◆ **Instructions to follow**
Select and copy every line of the records below that contains the string "monument".

◆ **Information given**
<<<<

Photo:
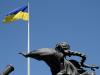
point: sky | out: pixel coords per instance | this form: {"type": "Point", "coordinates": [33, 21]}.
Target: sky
{"type": "Point", "coordinates": [76, 22]}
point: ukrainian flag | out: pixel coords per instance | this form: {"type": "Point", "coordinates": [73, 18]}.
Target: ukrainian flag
{"type": "Point", "coordinates": [19, 13]}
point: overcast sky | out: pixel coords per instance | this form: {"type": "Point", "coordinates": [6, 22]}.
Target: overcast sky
{"type": "Point", "coordinates": [76, 22]}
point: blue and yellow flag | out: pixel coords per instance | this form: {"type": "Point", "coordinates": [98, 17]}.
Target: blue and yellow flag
{"type": "Point", "coordinates": [19, 13]}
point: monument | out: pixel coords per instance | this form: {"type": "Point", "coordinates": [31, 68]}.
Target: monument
{"type": "Point", "coordinates": [56, 60]}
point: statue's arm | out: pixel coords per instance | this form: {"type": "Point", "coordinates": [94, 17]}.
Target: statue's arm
{"type": "Point", "coordinates": [80, 55]}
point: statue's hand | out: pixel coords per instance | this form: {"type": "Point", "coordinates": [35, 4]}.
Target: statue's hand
{"type": "Point", "coordinates": [22, 53]}
{"type": "Point", "coordinates": [93, 66]}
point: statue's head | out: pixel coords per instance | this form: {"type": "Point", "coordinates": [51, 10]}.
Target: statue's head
{"type": "Point", "coordinates": [62, 46]}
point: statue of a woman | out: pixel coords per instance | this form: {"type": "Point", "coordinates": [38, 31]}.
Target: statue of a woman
{"type": "Point", "coordinates": [56, 60]}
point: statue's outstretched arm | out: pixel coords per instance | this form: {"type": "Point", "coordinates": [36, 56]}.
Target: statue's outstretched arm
{"type": "Point", "coordinates": [79, 54]}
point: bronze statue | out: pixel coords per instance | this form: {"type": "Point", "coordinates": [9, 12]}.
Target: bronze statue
{"type": "Point", "coordinates": [56, 60]}
{"type": "Point", "coordinates": [9, 68]}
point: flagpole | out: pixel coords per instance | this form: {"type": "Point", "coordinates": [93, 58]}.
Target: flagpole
{"type": "Point", "coordinates": [28, 44]}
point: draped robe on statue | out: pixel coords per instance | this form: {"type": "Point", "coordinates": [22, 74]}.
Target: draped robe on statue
{"type": "Point", "coordinates": [57, 62]}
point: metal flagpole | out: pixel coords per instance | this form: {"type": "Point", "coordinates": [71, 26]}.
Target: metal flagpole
{"type": "Point", "coordinates": [28, 44]}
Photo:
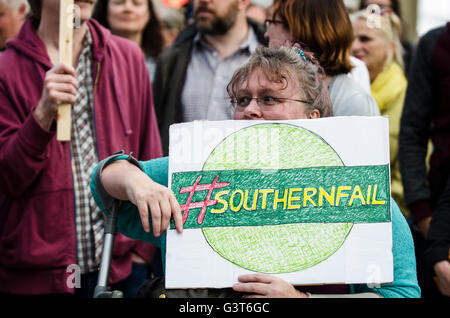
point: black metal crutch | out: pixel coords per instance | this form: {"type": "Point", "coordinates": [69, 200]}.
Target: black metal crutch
{"type": "Point", "coordinates": [101, 290]}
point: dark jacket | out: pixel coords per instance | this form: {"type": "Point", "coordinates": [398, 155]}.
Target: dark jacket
{"type": "Point", "coordinates": [426, 114]}
{"type": "Point", "coordinates": [37, 217]}
{"type": "Point", "coordinates": [439, 233]}
{"type": "Point", "coordinates": [170, 76]}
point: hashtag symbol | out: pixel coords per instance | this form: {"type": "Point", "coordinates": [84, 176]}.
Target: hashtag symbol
{"type": "Point", "coordinates": [201, 204]}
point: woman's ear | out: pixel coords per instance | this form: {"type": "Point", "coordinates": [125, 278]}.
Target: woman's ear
{"type": "Point", "coordinates": [314, 114]}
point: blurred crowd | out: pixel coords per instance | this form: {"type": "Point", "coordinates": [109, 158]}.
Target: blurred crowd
{"type": "Point", "coordinates": [143, 65]}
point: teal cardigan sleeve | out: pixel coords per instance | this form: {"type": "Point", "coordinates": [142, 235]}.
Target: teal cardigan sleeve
{"type": "Point", "coordinates": [405, 283]}
{"type": "Point", "coordinates": [128, 220]}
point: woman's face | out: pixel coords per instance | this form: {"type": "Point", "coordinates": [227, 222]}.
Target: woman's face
{"type": "Point", "coordinates": [369, 46]}
{"type": "Point", "coordinates": [277, 33]}
{"type": "Point", "coordinates": [127, 16]}
{"type": "Point", "coordinates": [259, 86]}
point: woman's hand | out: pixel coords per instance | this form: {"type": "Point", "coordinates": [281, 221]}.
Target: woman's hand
{"type": "Point", "coordinates": [442, 270]}
{"type": "Point", "coordinates": [125, 181]}
{"type": "Point", "coordinates": [148, 195]}
{"type": "Point", "coordinates": [262, 285]}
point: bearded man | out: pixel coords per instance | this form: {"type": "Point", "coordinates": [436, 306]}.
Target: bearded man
{"type": "Point", "coordinates": [192, 75]}
{"type": "Point", "coordinates": [51, 230]}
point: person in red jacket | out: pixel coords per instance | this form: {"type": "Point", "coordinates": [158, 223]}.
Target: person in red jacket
{"type": "Point", "coordinates": [51, 231]}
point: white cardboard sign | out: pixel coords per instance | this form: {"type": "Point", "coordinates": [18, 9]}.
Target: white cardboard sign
{"type": "Point", "coordinates": [305, 200]}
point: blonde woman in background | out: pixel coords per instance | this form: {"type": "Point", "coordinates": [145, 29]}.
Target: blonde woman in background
{"type": "Point", "coordinates": [377, 43]}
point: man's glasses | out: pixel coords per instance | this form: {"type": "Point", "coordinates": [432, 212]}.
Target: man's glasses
{"type": "Point", "coordinates": [262, 101]}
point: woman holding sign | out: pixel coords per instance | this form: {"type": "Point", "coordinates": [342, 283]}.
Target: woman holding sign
{"type": "Point", "coordinates": [276, 83]}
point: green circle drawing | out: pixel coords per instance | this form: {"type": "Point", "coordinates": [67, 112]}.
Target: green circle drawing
{"type": "Point", "coordinates": [280, 248]}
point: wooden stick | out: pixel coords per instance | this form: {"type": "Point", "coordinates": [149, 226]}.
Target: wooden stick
{"type": "Point", "coordinates": [64, 121]}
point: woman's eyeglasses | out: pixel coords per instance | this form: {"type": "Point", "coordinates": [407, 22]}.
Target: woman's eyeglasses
{"type": "Point", "coordinates": [262, 101]}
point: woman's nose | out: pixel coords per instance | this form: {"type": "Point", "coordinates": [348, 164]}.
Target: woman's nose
{"type": "Point", "coordinates": [252, 111]}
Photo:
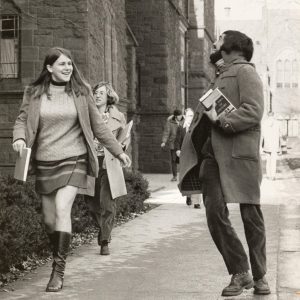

>>>>

◆ **Answer to this exercise**
point: monument | out: pixel coords per instance | this form: {"type": "Point", "coordinates": [31, 68]}.
Target: monument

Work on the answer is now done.